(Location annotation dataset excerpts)
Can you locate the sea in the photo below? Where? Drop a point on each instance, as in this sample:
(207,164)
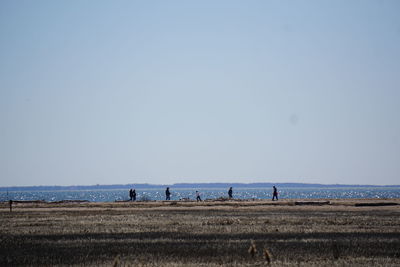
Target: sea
(153,194)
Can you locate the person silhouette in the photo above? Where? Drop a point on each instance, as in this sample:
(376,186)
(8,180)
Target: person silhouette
(274,193)
(198,198)
(134,195)
(130,194)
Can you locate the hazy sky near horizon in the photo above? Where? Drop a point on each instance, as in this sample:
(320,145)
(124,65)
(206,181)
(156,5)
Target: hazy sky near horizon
(115,92)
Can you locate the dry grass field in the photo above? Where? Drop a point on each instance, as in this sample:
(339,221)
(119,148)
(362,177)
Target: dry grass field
(215,233)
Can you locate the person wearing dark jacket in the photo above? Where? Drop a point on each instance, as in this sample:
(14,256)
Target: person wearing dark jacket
(274,193)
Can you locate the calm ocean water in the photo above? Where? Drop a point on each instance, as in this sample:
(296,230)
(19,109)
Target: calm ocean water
(241,193)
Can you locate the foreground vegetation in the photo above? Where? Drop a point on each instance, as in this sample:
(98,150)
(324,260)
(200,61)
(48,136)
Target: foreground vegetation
(238,233)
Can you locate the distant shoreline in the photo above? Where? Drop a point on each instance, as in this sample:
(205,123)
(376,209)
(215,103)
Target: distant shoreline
(186,186)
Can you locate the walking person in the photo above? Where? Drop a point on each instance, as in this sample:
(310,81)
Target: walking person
(275,193)
(167,194)
(230,192)
(134,195)
(198,198)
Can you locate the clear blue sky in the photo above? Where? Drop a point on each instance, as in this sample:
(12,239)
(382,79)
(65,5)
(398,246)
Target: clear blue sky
(111,92)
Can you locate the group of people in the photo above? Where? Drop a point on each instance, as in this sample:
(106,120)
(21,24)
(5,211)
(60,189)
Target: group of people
(132,194)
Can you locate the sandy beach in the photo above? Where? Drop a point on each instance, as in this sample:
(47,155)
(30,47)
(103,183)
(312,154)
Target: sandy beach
(325,232)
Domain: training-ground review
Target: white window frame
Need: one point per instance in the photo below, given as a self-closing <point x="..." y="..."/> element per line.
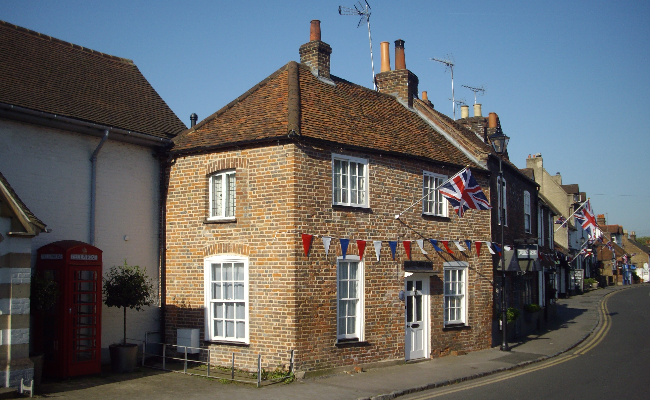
<point x="457" y="289"/>
<point x="527" y="213"/>
<point x="225" y="212"/>
<point x="344" y="183"/>
<point x="359" y="326"/>
<point x="210" y="317"/>
<point x="503" y="208"/>
<point x="433" y="203"/>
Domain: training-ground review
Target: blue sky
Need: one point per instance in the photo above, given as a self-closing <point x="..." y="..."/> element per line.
<point x="568" y="79"/>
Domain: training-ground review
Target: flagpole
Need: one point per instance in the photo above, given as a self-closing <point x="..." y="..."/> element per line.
<point x="578" y="209"/>
<point x="430" y="191"/>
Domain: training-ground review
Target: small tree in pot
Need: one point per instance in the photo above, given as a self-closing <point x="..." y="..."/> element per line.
<point x="126" y="287"/>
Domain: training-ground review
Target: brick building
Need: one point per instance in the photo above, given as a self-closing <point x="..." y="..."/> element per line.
<point x="301" y="162"/>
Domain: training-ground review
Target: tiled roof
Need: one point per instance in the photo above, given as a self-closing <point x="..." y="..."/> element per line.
<point x="21" y="206"/>
<point x="343" y="113"/>
<point x="42" y="73"/>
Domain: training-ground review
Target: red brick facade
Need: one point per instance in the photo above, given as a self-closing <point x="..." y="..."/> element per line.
<point x="285" y="189"/>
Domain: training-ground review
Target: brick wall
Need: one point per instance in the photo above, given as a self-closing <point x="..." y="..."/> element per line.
<point x="284" y="190"/>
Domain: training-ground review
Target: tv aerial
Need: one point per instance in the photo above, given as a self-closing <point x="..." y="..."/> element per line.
<point x="362" y="11"/>
<point x="449" y="64"/>
<point x="476" y="90"/>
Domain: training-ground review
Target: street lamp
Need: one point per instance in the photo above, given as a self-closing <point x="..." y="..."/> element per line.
<point x="500" y="143"/>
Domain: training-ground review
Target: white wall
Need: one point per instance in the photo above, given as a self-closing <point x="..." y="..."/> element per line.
<point x="50" y="170"/>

PROBLEM TO WORK ON –
Transcribe all of the entries word for word, but skip any pictures they contain.

SOLUTION FOR THIS TASK –
Can you locate the sea in the photo below? Where? Drop a point on each instance, as in this sample:
(207,164)
Target: sea
(153,194)
Can you locate the person silhouette in the photo above? Where? Drop a point on each instance, as in this sample:
(376,186)
(8,180)
Target: person silhouette
(274,193)
(198,198)
(134,195)
(130,194)
Can you locate the hazy sky near horizon in the photo above? Where? Drop a point on each instance, as in this sample:
(320,145)
(124,65)
(206,181)
(156,5)
Target: hazy sky near horizon
(115,92)
Can you locate the dry grass field in the photo above? Where? Drop a point on each instance, as in this sample:
(339,221)
(119,148)
(362,177)
Target: dry grass field
(215,233)
Can you locate the person wearing dark jacket in the photo above? Where? Drop a point on each instance, as in this sample:
(14,256)
Target: person wearing dark jacket
(274,193)
Can you locate the calm ocean water in the photo above? Where? Drop a point on each instance, as in this sample:
(296,230)
(19,109)
Target: calm ocean water
(241,193)
Can you locate the foreground vegetation in the photo above? Where? Drop a point on each instance, as in this sample:
(98,150)
(324,260)
(200,61)
(48,136)
Target: foreground vegetation
(238,233)
Can you locate the distant shoreline in the photo above? Where? Drop a point on each instance, as in this sample:
(205,123)
(376,209)
(215,103)
Target: distant shoreline
(186,186)
Can you locate the walking person in the photo above? Where? Drop a point on each instance, as in this sample:
(310,81)
Target: walking person
(275,193)
(167,194)
(230,192)
(134,195)
(198,198)
Can you locate the clear blue sky in the photo above? Where? Drop a point on each instance, as in this sample:
(12,239)
(382,79)
(65,5)
(398,246)
Target: clear blue sky
(111,92)
Can you locate the group of people in the photo above? Where? Drop a point on each instance, as in this sample:
(106,120)
(21,24)
(5,211)
(60,189)
Target: group of people
(132,194)
Can you locate the sandy beach in the photo above? Where? Drop a point on each instance, as in this sample:
(47,155)
(30,47)
(103,183)
(312,154)
Target: sandy beach
(325,232)
Domain: training-ground review
Target: white window frame
Need: one point per instance in the photo below, given as a self-closing <point x="..." y="..."/> element per line.
<point x="457" y="289"/>
<point x="527" y="213"/>
<point x="225" y="212"/>
<point x="344" y="183"/>
<point x="359" y="326"/>
<point x="210" y="317"/>
<point x="503" y="208"/>
<point x="433" y="203"/>
Domain: training-ground review
Target: blue sky
Need: one point per instance in the photo above, given as a self-closing <point x="..." y="..."/> element per line.
<point x="568" y="79"/>
Domain: training-ground review
Target: flagpole
Need: one point per instance in the photo above, given as a self-closing <point x="..." y="..."/> element per line.
<point x="578" y="209"/>
<point x="430" y="191"/>
Domain: training-ground review
Target: small tree in pot
Need: one point per instance in the photo above, given as a self-closing <point x="..." y="..."/> element per line.
<point x="126" y="287"/>
Domain: training-ground review
Target: brick building
Need: one point per instance in the photo above, given as a self-closing <point x="..." y="..."/> element per line.
<point x="301" y="162"/>
Domain: training-ground review
Target: tiled roof
Need: one point per instance in the photo above, given as a self-closing <point x="..." y="..."/> element per line.
<point x="21" y="206"/>
<point x="343" y="113"/>
<point x="42" y="73"/>
Domain: training-ground review
Target: red brick facade
Need: one point per instance in the photo above, given as a self-closing <point x="..." y="..."/> element per line.
<point x="285" y="189"/>
Domain: training-ground review
Target: brick wall
Need: one point per instance in the photo above, given as a self-closing <point x="..." y="..."/> element per line.
<point x="284" y="190"/>
Domain: training-ground review
Target: tv aerial
Need: one point per instance in the photo above, given as a self-closing <point x="..." y="..."/> element per line.
<point x="362" y="11"/>
<point x="449" y="64"/>
<point x="476" y="90"/>
Domain: training-ground review
Target: street lamp
Need: one point per instance in the photo above, given as a self-closing <point x="..." y="..."/> element per line.
<point x="500" y="143"/>
Domain: training-ground review
Target: white wall
Need: one point per instance in the photo above, given as a self-closing <point x="..." y="..."/> element per line.
<point x="50" y="170"/>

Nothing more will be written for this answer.